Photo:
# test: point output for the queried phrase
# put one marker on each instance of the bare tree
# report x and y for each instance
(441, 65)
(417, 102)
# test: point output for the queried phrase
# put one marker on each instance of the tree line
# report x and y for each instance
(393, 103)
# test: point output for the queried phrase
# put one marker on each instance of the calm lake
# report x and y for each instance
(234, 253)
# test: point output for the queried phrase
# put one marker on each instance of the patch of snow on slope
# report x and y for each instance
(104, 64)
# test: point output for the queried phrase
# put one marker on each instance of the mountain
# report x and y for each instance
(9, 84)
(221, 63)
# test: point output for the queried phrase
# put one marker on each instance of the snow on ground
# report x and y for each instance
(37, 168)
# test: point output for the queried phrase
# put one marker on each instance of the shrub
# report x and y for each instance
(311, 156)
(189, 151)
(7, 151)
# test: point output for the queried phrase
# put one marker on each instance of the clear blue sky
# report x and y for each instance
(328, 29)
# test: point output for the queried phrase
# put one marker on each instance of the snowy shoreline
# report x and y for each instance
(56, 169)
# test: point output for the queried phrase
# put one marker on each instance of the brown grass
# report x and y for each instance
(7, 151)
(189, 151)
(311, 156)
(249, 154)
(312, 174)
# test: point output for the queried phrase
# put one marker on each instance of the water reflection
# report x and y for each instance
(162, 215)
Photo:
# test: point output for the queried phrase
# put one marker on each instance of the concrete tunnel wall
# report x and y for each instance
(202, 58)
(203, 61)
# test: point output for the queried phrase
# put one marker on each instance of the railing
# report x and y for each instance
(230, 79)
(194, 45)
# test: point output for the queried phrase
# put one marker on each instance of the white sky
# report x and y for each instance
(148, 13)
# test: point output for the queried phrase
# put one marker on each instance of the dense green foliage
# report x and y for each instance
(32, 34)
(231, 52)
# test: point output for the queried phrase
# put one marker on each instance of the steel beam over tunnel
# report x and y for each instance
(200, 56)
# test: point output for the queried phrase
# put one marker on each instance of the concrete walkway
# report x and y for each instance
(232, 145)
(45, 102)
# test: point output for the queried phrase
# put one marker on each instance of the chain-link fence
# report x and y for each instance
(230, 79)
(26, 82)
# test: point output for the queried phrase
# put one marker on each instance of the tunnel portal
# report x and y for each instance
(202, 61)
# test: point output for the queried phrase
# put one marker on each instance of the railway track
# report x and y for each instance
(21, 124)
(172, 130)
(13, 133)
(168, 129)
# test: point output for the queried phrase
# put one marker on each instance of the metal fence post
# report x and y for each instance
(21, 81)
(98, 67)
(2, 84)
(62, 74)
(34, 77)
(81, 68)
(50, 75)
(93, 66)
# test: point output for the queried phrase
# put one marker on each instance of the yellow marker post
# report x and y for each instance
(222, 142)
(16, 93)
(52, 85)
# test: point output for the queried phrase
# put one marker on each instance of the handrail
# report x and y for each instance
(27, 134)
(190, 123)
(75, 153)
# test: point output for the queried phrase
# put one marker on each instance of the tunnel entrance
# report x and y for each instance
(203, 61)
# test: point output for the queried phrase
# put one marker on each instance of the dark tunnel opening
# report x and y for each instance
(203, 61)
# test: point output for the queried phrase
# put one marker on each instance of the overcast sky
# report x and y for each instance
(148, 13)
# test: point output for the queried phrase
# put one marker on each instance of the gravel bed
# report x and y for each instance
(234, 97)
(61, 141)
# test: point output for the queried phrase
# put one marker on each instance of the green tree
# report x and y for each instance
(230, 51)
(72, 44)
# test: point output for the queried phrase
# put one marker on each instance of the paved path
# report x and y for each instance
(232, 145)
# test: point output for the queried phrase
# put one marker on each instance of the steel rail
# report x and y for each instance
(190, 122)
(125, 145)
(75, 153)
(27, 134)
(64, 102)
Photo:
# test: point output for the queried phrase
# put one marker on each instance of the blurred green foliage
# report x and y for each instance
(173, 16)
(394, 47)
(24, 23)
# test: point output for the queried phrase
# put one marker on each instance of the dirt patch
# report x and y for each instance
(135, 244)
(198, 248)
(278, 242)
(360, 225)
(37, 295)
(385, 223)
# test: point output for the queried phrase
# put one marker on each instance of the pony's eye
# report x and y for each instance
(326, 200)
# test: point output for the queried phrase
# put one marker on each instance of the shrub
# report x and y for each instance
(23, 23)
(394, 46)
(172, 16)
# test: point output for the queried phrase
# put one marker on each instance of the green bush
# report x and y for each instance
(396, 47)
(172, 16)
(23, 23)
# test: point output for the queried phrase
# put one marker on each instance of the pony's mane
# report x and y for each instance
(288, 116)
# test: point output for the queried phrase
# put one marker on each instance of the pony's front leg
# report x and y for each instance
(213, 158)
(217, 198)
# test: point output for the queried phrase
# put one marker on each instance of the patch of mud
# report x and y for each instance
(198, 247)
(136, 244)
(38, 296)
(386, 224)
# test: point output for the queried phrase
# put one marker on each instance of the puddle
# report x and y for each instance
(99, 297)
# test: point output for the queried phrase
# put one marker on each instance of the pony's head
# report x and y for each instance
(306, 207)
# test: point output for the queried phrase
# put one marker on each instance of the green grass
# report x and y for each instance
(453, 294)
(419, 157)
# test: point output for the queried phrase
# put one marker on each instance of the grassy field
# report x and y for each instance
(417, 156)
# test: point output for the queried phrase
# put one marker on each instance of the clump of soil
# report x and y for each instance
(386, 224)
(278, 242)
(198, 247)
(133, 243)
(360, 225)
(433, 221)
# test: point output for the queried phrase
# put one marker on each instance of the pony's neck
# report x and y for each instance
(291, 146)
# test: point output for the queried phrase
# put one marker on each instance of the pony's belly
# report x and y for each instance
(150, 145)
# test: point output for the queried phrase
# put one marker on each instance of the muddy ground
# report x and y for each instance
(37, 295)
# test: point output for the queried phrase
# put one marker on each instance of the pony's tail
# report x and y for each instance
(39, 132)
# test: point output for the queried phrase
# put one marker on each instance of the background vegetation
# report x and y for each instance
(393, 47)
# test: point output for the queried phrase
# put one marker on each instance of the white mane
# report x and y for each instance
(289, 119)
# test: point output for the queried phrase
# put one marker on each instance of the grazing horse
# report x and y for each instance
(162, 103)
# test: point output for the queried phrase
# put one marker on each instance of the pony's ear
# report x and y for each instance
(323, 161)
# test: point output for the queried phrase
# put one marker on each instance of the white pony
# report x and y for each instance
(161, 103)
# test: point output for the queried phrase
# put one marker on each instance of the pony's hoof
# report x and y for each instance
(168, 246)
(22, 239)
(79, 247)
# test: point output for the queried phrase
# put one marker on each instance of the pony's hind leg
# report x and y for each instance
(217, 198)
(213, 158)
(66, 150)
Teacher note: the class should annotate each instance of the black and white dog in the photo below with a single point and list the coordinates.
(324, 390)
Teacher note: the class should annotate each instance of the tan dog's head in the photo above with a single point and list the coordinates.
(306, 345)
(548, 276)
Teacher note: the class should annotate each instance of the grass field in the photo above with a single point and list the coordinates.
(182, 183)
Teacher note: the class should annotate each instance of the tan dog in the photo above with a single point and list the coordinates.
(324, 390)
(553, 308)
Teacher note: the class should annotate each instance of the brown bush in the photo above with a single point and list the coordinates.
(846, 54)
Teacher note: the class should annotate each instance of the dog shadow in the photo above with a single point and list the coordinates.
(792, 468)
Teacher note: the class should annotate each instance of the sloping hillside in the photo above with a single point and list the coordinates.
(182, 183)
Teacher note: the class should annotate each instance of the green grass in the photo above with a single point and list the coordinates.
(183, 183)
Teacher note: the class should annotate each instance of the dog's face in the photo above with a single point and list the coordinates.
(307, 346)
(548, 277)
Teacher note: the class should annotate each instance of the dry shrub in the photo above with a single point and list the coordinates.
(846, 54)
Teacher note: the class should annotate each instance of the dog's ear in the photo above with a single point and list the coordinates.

--

▸ **BRIEF**
Your answer should be one number, the count of lines in the records that contain the string "post".

▸ **SOLUTION FOR THIS TASK**
2